§ DIRECTIONS
Reproduce the Mosul news report word for word, everything from "Iraqi Federal Police" down to "units told Reuters.".

TEXT SECTION Block Start

Iraqi forces made advances in their fight against the ISIS extremist group in the Old City of Mosul with drones being used to direct strikes against militants and as the US-backed offensive to capture the city entered its seventh month, like reported by aawsat.com .
A Reuters correspondent saw thick smoke billowing over the Old City, near the Grand al-Nuri Mosque, from where ISIS leader Abu Bakr al-Baghdadi declared a so-called “caliphate” spanning parts of Iraq and Syria.
Heavy exchanges of gunfire and mortar rounds could be heard from the neighborhoods facing the old city across the Tigris River that bisects Mosul into a western and eastern sides.
The war between ISIS militants and Iraqi forces is taking a heavy toll on several hundred thousand civilians trapped inside the city, with severely malnourished babies reaching hospitals in government-held areas.
Iraqi Federal Police forces “are engaged in difficult, house-to-house clashes with ISIS fighters inside the Old City”, a media officer from these units told Reuters.
Drones are being used to locate and direct air strikes on the militants who are dug in the middle of civilians, he said.
Troops have had the famous centuries-old al-Nuri Mosque leaning minaret in their sights since last month, as capturing it would mark a symbolic victory over the militants. A police spokesman said the troops were closing in on the mosque without indicating the remaining distance.
Iraq’s Rapid Response Division announced on Monday its liberation of the Hay al-Thawra in the eastern side of Mosul after hours-long street battles.
The Division’s media director Abdul Amir al-Mohammedawi told Asharq Al-Awsat: “Our forces advanced towards their targets that are represented in the liberation of Hay al-Thawra.”
He revealed that the neighborhood has been “completely” liberated from ISIS.
The Division also carried out a sweep of liberated roads and buildings in the Old City in search of explosives that have been planted by the militants before their retreat.
“We have also ensured the safe passage of displaced and besieged families,” Mohammedawi added.
The Iraqi forces’ progress has been slow as about 400,000 civilians, or a quarter of Mosul’s pre-war population, are trapped in the Old City, according to the United Nations.
As many as half a million are estimated to remain overall in neighborhoods still under control of the militants in western Mosul, the organization said in a statement on Monday.
“Civilians in Mosul face incredible, terrifying risks,” said the UN humanitarian coordinator for Iraq, Lise Grande.
“They are being shot at, there are artillery barrages, families are running out of supplies, medicines are scarce and water is cut-off.”

TEXT SECTION Block End
INPUT DATA Block Start

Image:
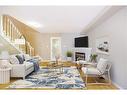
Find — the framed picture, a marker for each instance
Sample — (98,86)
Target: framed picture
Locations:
(102,45)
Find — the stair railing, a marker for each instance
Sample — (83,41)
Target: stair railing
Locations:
(12,33)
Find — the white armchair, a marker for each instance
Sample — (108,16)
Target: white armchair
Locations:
(101,70)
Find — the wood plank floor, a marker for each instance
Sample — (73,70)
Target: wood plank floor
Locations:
(89,86)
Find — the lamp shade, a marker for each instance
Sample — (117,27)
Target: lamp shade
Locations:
(4,55)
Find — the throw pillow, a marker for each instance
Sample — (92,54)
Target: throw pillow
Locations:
(102,64)
(13,60)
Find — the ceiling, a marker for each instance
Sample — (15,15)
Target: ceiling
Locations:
(55,19)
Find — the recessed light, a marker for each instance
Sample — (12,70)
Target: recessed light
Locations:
(34,24)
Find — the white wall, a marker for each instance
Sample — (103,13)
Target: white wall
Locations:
(116,29)
(67,43)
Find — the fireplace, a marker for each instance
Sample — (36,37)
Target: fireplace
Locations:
(79,56)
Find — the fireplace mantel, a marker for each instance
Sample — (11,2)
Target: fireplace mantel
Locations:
(87,52)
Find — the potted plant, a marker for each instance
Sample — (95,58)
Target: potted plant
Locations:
(93,58)
(69,55)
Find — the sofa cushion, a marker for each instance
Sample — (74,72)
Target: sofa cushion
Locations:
(20,58)
(27,57)
(13,59)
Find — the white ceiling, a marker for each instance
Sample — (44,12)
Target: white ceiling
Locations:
(55,19)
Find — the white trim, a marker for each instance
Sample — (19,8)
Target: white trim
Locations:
(118,86)
(51,46)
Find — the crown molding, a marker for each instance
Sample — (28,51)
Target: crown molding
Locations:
(101,17)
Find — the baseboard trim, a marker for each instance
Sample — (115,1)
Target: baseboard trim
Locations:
(118,86)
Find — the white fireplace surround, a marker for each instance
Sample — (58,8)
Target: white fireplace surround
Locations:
(87,52)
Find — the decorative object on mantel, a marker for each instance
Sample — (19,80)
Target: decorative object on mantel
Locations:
(102,45)
(69,55)
(93,58)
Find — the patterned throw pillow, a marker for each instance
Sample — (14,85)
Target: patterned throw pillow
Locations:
(13,60)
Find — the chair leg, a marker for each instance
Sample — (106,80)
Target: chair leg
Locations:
(86,79)
(109,79)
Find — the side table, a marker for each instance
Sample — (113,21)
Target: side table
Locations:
(4,75)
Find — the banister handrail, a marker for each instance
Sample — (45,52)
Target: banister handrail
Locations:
(12,32)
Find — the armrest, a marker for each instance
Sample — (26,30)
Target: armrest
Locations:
(18,66)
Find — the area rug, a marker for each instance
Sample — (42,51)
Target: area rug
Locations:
(50,78)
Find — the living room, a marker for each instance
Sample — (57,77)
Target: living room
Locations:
(102,29)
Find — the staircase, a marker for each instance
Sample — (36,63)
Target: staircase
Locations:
(14,37)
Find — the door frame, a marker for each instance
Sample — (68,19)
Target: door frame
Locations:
(51,46)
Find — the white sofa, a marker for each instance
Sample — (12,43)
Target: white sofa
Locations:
(20,70)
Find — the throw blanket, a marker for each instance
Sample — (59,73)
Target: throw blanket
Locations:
(35,62)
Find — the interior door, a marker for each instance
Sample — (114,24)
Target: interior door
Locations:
(55,47)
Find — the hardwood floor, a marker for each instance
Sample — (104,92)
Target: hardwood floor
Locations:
(89,86)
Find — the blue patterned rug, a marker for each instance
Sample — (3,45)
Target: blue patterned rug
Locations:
(50,78)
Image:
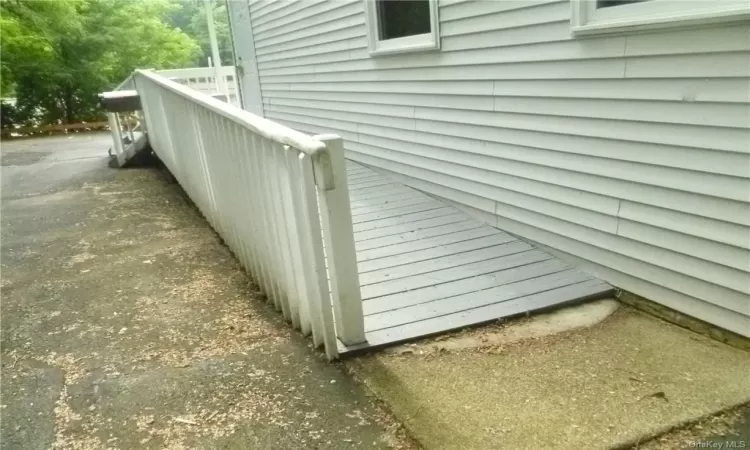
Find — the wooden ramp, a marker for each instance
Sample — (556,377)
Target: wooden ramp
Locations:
(425,267)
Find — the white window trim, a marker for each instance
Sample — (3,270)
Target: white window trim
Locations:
(586,19)
(416,43)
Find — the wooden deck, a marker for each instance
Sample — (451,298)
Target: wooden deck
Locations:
(425,267)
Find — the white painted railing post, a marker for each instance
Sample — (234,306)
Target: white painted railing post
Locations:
(335,210)
(114,127)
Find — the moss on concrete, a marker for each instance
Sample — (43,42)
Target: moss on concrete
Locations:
(624,380)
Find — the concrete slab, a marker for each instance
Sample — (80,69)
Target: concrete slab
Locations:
(613,384)
(126,323)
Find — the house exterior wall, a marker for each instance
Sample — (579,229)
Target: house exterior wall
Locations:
(629,154)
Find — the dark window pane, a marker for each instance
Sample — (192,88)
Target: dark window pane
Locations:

INPUT DATA Block End

§ RESPONSE TO THIS EXERCISE
Iraqi Federal Police forces “are engaged in difficult, house-to-house clashes with ISIS fighters inside the Old City”, a media officer from these units told Reuters.